• _What to do_
Rewrite the listing below as a JSON list of strings, one string per line, leaving out blank lines. Start with the line that contains "Target: **green building**" and go on through the end of the listing.

-- Start Given entries --

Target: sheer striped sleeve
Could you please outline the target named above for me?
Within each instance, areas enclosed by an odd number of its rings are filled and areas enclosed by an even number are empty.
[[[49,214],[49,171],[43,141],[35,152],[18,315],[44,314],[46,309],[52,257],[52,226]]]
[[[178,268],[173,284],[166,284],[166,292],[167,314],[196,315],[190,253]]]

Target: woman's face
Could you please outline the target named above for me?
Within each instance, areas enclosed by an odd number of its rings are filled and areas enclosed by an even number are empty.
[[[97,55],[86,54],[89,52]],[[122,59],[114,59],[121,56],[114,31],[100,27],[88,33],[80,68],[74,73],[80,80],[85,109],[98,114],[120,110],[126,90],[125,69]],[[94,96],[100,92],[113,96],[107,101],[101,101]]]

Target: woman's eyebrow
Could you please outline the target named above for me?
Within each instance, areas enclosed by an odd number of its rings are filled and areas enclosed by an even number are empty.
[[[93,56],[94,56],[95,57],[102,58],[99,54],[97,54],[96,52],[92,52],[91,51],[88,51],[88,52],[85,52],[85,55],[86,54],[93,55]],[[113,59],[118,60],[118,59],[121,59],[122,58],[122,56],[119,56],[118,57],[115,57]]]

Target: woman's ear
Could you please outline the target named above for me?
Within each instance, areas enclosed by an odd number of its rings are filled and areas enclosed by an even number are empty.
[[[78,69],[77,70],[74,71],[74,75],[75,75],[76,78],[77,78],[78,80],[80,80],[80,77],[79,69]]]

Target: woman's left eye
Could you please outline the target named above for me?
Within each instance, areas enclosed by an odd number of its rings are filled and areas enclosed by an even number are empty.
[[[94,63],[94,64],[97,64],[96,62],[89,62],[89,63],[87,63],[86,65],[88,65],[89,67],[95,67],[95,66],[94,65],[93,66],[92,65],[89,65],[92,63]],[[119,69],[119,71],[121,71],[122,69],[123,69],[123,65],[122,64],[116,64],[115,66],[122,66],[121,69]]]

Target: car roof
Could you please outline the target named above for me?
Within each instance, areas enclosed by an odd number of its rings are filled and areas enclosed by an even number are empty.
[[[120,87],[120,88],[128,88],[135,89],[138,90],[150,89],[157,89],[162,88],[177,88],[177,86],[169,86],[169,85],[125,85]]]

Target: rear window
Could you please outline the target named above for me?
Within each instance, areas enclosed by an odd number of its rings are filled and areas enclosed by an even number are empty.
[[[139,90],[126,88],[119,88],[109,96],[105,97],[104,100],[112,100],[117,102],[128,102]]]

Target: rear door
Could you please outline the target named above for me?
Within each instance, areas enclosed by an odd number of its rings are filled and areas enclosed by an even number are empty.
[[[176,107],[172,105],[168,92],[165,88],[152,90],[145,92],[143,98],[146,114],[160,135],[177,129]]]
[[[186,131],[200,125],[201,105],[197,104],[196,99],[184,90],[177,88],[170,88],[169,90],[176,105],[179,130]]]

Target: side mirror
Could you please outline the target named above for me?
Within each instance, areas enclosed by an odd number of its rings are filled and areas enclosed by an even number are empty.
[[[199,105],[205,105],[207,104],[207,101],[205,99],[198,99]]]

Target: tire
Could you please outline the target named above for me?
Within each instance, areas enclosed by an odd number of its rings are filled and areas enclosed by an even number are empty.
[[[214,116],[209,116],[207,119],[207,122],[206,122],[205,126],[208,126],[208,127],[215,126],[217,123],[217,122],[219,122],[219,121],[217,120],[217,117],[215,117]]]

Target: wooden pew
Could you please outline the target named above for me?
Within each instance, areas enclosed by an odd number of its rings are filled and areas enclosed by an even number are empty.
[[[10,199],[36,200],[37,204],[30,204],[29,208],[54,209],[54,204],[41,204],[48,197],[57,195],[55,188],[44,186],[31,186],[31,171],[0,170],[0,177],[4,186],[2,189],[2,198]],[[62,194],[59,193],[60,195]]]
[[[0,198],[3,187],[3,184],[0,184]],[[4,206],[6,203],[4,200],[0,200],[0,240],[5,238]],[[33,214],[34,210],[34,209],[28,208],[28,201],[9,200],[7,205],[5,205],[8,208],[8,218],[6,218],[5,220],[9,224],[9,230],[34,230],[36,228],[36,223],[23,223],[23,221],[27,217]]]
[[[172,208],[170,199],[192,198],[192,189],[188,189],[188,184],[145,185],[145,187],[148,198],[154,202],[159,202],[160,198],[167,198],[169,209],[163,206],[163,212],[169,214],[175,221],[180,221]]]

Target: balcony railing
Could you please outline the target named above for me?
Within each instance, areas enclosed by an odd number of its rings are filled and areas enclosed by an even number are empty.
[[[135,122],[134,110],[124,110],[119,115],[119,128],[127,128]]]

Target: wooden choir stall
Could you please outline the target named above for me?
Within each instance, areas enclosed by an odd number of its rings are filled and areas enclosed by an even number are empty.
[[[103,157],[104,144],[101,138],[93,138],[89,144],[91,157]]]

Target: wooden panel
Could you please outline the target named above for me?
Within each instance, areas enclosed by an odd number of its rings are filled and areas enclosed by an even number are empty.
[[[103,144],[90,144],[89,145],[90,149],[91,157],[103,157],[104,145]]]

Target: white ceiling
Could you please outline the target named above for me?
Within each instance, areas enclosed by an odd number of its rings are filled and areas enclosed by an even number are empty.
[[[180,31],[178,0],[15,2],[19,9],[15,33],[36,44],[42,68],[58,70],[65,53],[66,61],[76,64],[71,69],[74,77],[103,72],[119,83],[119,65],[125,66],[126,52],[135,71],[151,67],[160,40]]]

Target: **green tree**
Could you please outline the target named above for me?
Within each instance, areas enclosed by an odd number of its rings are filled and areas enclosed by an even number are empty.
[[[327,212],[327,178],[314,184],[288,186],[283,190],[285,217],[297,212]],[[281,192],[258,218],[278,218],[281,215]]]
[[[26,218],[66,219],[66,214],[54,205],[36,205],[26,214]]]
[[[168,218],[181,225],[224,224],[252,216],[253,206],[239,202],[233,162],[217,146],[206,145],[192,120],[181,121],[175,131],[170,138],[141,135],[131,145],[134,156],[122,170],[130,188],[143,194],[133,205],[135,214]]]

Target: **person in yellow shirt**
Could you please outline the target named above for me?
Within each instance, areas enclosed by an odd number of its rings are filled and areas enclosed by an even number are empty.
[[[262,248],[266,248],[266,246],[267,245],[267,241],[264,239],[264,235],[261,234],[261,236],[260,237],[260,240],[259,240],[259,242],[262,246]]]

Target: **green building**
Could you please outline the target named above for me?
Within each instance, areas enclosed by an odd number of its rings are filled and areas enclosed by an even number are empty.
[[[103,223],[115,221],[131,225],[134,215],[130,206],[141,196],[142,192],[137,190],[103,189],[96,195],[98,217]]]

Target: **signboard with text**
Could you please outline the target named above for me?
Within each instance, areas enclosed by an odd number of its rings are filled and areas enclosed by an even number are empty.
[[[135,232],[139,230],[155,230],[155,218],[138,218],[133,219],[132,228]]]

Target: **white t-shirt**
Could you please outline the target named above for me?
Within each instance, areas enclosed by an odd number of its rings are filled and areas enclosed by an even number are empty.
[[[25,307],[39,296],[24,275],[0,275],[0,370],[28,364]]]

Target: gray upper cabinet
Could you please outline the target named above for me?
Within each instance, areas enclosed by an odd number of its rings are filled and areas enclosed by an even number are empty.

-- End Given entries --

• _Task answer_
[
  "Target: **green building**",
  "Could you please outline the target named above for me?",
  "Within each instance, areas enclosed by an odd number of its rings are filled and areas enclosed by an even number are empty.",
  "[[[103,223],[115,221],[131,225],[134,215],[130,206],[141,196],[142,192],[137,190],[103,189],[96,195],[98,217]]]",
  "Target: **signboard with text**",
  "Could you please outline the target named above for me?",
  "Within each instance, areas enclosed by an odd number of its rings are filled and areas enclosed by an even number are empty.",
  "[[[135,232],[139,230],[155,230],[155,218],[138,218],[133,219],[132,228]]]",
  "Target: **white t-shirt**",
  "Could you please outline the target named above for me?",
  "Within each instance, areas enclosed by an odd number of its rings are filled and areas enclosed by an even number are empty.",
  "[[[25,307],[39,296],[24,275],[0,275],[0,370],[28,364]]]",
  "Target: gray upper cabinet",
  "Could you please outline the target named above for me?",
  "Within each instance, areas enclosed by an odd number of its rings are filled and areas enclosed by an even number are empty."
]